++++ Document extract ++++

Don’t Apply For a Credit Card Until You Read These 6 Tips
There are two ways in which you can apply for a credit card: one, fill the application for any card that catches your fancy and second, understand your needs and learn all the important information about the shortlisted card first before applying.
There is much merit in using the second method. It ensures two things. That you apply for a card that meets your needs best and that your application is approved.
Read on to know what information to check before applying for a credit card, and how to improve your credit score if it is not at par.
- Check if you meet the minimum income threshold
If you’ve ever filled a credit card application, you would know that you need to give many different details, like age, birth date, monthly income, etc., to the bank.
Why do you think banks ask for all these details?
Each piece of information helps bank decide if you qualify for the applied credit card or not. However, the most important information here is your monthly income.
Higher income is equated with a better ability to pay a loan. (Theoretically this equation is good, but practically it is not always true. CIBIL credit score and history, not monthly income, is a better measure of someone’s financial discipline and creditworthiness. A bank always takes these two into account as well when evaluating the application.)
Knowledge about the applicant’s income also helps the bank decide about how much credit it can give to the applicant. The maximum limit on the credit card is always in proportion to the holder’s income. That’s why all credit cards have a minimum income threshold, and the higher the credit limit, the greater the minimum income threshold is.
Before submitting an application for a credit card, ensure that your income is equal to or above the minimum income for that card. Otherwise, you will be only wasting your energy and time and paper.
- Your CIBIL score and credit history matters—a lot
For most credit cards, the minimum CIBIL score is in the range of 700-750. Anything less will see your application turn down.

++++

#### Goal 1
Answer these questions from the credit card tips article:
(a) What is the typical range of the minimum CIBIL score for most credit cards?
(b) In proportion to what is the maximum limit on a credit card always set?
(c) How many ways of applying for a credit card does the article describe?

++++ Task input ++++

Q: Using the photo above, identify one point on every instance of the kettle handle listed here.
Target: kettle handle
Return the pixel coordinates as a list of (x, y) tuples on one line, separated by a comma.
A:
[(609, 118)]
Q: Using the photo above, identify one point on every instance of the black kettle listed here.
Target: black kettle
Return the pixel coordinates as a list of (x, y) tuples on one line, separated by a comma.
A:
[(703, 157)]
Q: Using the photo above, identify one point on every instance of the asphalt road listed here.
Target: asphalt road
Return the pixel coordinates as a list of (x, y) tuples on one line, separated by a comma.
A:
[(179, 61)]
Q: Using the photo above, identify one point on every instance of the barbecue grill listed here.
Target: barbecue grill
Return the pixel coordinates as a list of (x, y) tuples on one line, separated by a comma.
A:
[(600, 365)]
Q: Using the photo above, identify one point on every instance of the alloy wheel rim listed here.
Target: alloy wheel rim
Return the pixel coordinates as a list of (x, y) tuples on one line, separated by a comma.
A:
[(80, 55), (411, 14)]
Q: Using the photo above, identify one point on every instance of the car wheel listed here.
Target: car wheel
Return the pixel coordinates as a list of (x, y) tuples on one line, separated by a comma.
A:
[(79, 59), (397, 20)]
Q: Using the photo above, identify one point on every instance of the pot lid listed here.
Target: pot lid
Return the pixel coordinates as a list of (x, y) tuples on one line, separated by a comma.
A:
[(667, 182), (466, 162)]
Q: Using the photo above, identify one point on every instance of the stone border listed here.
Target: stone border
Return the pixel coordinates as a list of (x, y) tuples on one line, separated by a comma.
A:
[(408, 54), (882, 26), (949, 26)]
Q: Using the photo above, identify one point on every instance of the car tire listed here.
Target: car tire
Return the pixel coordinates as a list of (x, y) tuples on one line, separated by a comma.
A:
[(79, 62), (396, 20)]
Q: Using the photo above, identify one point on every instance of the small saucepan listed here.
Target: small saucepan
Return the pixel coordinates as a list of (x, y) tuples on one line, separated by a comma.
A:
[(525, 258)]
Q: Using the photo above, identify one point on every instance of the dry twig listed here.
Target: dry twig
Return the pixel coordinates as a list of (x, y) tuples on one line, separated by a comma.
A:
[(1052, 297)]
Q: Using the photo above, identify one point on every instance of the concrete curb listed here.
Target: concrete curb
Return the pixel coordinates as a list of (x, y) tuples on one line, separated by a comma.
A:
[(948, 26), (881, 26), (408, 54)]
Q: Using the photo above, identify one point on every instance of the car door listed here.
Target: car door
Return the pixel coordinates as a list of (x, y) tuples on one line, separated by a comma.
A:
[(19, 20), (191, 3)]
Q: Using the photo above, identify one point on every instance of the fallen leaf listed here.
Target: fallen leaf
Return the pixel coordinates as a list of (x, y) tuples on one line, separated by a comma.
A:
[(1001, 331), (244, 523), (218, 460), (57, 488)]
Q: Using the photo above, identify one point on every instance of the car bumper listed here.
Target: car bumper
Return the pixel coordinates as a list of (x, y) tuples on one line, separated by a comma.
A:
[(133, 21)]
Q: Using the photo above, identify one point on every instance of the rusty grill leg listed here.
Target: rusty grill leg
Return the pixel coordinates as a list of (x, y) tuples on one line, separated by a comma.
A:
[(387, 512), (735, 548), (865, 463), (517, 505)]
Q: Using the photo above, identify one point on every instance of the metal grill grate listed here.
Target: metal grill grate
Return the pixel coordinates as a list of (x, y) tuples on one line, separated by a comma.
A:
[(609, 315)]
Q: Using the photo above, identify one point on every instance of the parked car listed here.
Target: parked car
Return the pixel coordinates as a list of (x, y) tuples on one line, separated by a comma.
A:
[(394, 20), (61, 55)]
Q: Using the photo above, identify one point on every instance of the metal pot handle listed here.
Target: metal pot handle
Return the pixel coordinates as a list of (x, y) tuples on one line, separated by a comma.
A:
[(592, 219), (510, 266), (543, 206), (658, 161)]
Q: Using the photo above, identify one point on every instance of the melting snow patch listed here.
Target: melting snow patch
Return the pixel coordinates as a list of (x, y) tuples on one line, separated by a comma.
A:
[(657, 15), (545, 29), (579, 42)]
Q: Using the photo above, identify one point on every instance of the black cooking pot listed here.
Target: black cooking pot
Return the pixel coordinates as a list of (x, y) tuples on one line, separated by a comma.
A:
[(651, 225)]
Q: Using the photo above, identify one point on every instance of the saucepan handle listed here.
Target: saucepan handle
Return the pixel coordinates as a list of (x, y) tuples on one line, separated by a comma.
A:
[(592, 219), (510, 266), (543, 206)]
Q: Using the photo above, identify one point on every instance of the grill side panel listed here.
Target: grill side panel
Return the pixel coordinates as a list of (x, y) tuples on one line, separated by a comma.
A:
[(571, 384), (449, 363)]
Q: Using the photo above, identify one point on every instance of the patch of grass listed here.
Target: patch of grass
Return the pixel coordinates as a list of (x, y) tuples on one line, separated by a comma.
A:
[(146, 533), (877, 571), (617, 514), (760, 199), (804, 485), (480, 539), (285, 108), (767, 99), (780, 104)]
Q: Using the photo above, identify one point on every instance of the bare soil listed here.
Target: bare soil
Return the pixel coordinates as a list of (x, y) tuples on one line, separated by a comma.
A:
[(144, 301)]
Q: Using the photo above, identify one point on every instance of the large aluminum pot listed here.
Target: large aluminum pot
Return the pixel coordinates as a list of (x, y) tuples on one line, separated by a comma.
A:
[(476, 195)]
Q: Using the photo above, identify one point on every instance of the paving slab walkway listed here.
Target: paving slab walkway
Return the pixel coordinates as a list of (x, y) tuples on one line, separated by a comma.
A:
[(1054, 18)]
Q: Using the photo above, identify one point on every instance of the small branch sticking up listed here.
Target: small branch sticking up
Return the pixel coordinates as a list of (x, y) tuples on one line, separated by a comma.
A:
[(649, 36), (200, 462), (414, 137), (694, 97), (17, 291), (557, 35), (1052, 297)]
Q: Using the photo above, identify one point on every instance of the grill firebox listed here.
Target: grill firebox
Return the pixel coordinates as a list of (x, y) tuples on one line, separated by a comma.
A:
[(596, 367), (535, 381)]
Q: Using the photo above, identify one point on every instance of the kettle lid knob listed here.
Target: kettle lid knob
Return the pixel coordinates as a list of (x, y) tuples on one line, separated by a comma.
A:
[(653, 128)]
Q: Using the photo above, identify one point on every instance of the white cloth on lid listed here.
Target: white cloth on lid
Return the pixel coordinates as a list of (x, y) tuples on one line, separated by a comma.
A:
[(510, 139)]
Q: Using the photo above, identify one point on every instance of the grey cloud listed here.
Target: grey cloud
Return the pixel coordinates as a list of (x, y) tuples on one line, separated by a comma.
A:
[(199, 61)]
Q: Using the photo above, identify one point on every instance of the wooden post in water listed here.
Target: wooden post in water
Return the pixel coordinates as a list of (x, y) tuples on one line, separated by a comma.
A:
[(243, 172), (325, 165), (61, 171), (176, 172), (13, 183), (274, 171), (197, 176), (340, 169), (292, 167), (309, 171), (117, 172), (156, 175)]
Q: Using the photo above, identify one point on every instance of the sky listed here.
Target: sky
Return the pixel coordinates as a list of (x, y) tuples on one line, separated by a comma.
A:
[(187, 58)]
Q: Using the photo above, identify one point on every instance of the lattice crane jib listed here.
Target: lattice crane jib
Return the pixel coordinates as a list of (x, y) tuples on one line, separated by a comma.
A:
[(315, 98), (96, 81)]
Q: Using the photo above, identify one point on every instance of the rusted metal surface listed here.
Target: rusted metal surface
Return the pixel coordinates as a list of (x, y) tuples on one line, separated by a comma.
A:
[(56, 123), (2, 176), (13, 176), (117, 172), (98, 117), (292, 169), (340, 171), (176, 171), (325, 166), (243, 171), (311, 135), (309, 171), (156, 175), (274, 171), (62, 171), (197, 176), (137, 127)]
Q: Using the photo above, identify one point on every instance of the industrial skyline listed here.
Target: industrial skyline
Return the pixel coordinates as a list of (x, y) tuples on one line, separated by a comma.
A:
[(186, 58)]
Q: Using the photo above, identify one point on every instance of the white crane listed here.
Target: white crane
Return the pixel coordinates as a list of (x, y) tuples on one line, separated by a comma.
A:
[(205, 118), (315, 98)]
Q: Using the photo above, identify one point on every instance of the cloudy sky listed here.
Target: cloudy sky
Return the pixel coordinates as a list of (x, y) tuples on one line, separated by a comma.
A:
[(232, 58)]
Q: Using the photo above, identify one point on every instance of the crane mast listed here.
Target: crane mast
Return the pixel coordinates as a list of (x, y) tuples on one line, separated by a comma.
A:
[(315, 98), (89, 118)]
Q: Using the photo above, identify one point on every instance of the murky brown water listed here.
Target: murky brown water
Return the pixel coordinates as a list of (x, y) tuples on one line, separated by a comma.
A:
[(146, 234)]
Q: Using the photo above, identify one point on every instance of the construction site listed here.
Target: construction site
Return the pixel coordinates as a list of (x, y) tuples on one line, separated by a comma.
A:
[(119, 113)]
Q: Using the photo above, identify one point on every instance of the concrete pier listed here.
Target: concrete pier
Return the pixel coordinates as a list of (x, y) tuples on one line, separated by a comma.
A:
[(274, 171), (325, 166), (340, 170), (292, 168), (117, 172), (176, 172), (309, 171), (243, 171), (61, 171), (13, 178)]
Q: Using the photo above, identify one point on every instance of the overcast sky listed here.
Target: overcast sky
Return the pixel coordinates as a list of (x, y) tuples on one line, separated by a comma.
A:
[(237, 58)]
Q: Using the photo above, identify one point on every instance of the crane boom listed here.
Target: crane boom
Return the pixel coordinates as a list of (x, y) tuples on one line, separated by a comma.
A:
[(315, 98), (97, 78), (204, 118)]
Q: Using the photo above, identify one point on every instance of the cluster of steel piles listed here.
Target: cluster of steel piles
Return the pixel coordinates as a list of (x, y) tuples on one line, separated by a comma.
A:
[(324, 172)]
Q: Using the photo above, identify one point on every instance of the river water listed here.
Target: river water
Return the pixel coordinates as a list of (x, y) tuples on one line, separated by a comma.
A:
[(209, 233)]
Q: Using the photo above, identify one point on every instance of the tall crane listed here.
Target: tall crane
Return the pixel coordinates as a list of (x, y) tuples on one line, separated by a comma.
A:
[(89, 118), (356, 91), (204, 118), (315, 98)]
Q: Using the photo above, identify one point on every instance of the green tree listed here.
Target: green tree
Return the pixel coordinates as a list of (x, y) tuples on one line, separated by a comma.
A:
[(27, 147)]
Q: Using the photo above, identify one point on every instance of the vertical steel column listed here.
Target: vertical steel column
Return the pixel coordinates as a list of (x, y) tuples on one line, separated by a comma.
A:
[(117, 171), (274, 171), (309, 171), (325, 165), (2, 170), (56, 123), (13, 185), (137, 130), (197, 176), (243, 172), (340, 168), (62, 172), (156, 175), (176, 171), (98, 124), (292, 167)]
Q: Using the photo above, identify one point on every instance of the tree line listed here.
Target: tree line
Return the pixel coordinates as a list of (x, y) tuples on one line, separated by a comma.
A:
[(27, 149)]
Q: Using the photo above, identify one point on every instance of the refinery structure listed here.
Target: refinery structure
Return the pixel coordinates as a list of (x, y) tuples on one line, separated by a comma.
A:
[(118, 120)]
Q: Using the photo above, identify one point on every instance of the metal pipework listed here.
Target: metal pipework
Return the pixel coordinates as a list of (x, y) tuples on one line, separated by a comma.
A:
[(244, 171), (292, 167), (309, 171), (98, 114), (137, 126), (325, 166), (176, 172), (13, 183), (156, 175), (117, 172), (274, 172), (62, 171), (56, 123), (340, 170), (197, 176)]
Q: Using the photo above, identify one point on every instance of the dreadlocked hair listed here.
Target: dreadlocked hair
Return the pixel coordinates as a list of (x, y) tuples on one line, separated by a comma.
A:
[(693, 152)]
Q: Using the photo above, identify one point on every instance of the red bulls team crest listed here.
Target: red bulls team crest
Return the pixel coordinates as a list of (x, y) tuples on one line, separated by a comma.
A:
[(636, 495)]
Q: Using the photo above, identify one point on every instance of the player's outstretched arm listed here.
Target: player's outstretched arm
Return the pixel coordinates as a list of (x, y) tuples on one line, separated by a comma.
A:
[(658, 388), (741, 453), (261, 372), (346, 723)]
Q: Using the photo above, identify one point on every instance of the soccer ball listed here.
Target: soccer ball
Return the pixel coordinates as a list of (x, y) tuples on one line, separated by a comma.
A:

++++

#### Goal 2
Reproduce the lines of the records from the line with "curb listed here." to the line with "[(948, 26), (881, 26), (408, 54)]", both included and requests kept. Multiply every coordinate in the answers by 0.8 and round to whole numbers, with halves rounded up, and return only those lines.

#### Expected output 1
(a) 700-750
(b) The holder's income
(c) Two

#### Expected output 2
Q: Using the photo above, identify one point on every instance of the concrete curb listed here.
Target: concrete curb
Return the pixel coordinates as a list of (x, y) tuples on one line, separated by a comma.
A:
[(758, 21), (705, 21), (326, 43)]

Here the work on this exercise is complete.